→ **Goal**
Render all of the data below as a Markdown table with two columns, Row and Text, giving each nonblank line its own numbered row and skipping blank lines. Leave the pictures out of the table.

→ **Data for the task**
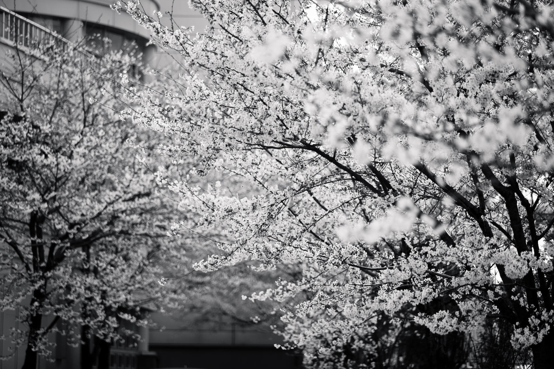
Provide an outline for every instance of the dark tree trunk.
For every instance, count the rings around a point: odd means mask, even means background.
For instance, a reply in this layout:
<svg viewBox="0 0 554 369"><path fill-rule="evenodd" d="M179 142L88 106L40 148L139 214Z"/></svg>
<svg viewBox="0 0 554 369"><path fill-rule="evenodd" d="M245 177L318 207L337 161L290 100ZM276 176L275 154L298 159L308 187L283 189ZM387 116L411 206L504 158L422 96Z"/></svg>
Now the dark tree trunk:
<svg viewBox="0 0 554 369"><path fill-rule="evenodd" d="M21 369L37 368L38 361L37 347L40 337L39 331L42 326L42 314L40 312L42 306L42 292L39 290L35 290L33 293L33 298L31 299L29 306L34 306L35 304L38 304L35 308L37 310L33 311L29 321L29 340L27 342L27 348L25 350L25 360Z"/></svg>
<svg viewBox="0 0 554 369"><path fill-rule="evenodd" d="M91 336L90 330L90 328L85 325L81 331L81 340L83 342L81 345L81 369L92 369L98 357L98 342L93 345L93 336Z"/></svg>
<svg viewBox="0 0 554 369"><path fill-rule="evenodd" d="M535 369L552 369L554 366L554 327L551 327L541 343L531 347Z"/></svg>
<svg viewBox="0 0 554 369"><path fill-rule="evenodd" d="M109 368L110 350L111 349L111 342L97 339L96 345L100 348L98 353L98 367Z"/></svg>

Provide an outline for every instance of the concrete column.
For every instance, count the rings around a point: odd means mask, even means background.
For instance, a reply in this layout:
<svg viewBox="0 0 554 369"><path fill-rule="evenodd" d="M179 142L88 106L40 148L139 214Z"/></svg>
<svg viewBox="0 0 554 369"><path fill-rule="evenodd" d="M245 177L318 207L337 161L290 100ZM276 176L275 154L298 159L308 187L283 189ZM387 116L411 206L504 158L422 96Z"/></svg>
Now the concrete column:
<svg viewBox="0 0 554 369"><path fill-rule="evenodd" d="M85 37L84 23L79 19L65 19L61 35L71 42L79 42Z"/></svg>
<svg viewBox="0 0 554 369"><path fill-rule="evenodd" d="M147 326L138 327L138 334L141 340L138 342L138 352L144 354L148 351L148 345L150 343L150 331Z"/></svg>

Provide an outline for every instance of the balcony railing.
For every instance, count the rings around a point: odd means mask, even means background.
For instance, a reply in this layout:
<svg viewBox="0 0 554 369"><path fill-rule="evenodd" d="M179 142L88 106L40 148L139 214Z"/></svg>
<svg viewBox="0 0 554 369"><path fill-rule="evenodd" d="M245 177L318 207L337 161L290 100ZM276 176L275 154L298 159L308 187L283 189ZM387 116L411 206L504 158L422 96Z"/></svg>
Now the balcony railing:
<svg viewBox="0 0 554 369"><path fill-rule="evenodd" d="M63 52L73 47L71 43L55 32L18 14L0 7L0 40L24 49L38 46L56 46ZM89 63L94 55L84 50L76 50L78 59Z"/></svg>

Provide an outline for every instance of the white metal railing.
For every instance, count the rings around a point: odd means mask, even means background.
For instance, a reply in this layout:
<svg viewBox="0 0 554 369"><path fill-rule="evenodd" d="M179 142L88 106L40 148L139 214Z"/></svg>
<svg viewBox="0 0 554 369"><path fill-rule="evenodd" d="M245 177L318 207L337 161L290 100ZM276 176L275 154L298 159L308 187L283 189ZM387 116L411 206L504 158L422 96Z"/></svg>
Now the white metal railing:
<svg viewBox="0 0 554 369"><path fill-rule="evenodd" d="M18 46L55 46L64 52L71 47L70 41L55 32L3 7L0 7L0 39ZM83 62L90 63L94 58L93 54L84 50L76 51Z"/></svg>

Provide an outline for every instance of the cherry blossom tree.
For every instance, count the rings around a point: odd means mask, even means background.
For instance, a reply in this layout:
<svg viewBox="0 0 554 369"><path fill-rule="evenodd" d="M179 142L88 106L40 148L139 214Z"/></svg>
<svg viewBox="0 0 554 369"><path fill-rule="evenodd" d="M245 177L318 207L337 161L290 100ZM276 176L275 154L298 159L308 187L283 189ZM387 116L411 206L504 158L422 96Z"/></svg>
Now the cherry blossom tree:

→ **Answer to the task**
| Row | Text |
|---|---|
| 1 | Provide an outline for every instance of the dark tree trunk. |
| 2 | For every instance, count the rings around a point: odd means mask, even means background. |
| 3 | For instance, a reply in this layout: |
| 4 | <svg viewBox="0 0 554 369"><path fill-rule="evenodd" d="M179 142L88 106L40 148L139 214Z"/></svg> |
| 5 | <svg viewBox="0 0 554 369"><path fill-rule="evenodd" d="M245 177L318 207L337 161L290 100ZM276 176L275 154L298 159L308 187L283 189ZM387 116L411 206L504 158L422 96Z"/></svg> |
| 6 | Now the dark tree trunk: |
| 7 | <svg viewBox="0 0 554 369"><path fill-rule="evenodd" d="M21 369L37 368L38 361L37 347L40 337L39 331L42 326L42 314L40 312L42 306L42 292L39 290L35 290L33 293L33 298L31 299L29 306L34 306L35 304L38 304L35 308L37 310L33 311L29 321L29 340L27 342L27 348L25 350L25 360Z"/></svg> |
| 8 | <svg viewBox="0 0 554 369"><path fill-rule="evenodd" d="M91 336L90 330L90 328L85 325L81 331L81 340L83 342L81 345L81 369L92 369L98 357L98 342L93 345L93 336Z"/></svg> |
| 9 | <svg viewBox="0 0 554 369"><path fill-rule="evenodd" d="M535 369L552 369L554 366L554 327L551 327L541 343L531 347Z"/></svg> |
| 10 | <svg viewBox="0 0 554 369"><path fill-rule="evenodd" d="M109 368L110 350L111 349L111 342L97 339L96 345L100 348L98 353L98 367Z"/></svg> |
| 11 | Provide an outline for every instance of the concrete column. |
| 12 | For every instance, count the rings around a point: odd means mask, even means background. |
| 13 | For instance, a reply in this layout: |
| 14 | <svg viewBox="0 0 554 369"><path fill-rule="evenodd" d="M179 142L88 106L40 148L139 214Z"/></svg> |
| 15 | <svg viewBox="0 0 554 369"><path fill-rule="evenodd" d="M245 177L318 207L337 161L290 100ZM276 176L275 154L298 159L308 187L283 189ZM387 116L411 206L504 158L422 96Z"/></svg> |
| 16 | Now the concrete column: |
| 17 | <svg viewBox="0 0 554 369"><path fill-rule="evenodd" d="M85 37L84 23L79 19L65 19L61 35L71 42L79 42Z"/></svg> |
| 18 | <svg viewBox="0 0 554 369"><path fill-rule="evenodd" d="M147 326L138 327L138 334L141 340L138 342L138 352L144 354L148 351L148 345L150 343L150 331Z"/></svg> |
| 19 | Provide an outline for every instance of the balcony railing. |
| 20 | For every instance, count the rings around a point: odd means mask, even means background. |
| 21 | For instance, a reply in this layout: |
| 22 | <svg viewBox="0 0 554 369"><path fill-rule="evenodd" d="M179 142L88 106L40 148L139 214Z"/></svg> |
| 23 | <svg viewBox="0 0 554 369"><path fill-rule="evenodd" d="M245 177L318 207L337 161L290 100ZM276 176L275 154L298 159L308 187L283 189ZM387 116L411 206L504 158L422 96Z"/></svg> |
| 24 | Now the balcony railing: |
| 25 | <svg viewBox="0 0 554 369"><path fill-rule="evenodd" d="M63 52L73 47L71 43L55 32L18 14L0 7L0 40L24 49L38 46L56 46ZM89 63L94 55L84 50L76 50L78 59Z"/></svg> |
| 26 | Provide an outline for every instance of the white metal railing. |
| 27 | For every instance, count the rings around a point: odd means mask, even means background. |
| 28 | For instance, a reply in this layout: |
| 29 | <svg viewBox="0 0 554 369"><path fill-rule="evenodd" d="M179 142L88 106L40 148L139 214Z"/></svg> |
| 30 | <svg viewBox="0 0 554 369"><path fill-rule="evenodd" d="M245 177L318 207L337 161L290 100ZM276 176L275 154L298 159L308 187L283 189ZM387 116L411 206L504 158L422 96Z"/></svg> |
| 31 | Now the white metal railing: |
| 32 | <svg viewBox="0 0 554 369"><path fill-rule="evenodd" d="M18 46L55 46L64 52L71 47L70 41L55 32L3 7L0 7L0 39ZM83 62L90 63L94 58L93 54L84 50L76 51Z"/></svg> |
| 33 | Provide an outline for every instance of the cherry blossom tree. |
| 34 | For every instance, count the rings around a point: odd means mask, even means background. |
| 35 | For instance, a reply in this layout: |
| 36 | <svg viewBox="0 0 554 369"><path fill-rule="evenodd" d="M179 142L88 106L40 148L139 214Z"/></svg> |
| 37 | <svg viewBox="0 0 554 369"><path fill-rule="evenodd" d="M245 177L318 207L337 161L290 100ZM276 176L275 154L298 159L308 187L283 189ZM387 116L411 206L504 158L422 96Z"/></svg> |
| 38 | Now the cherry blossom tree: |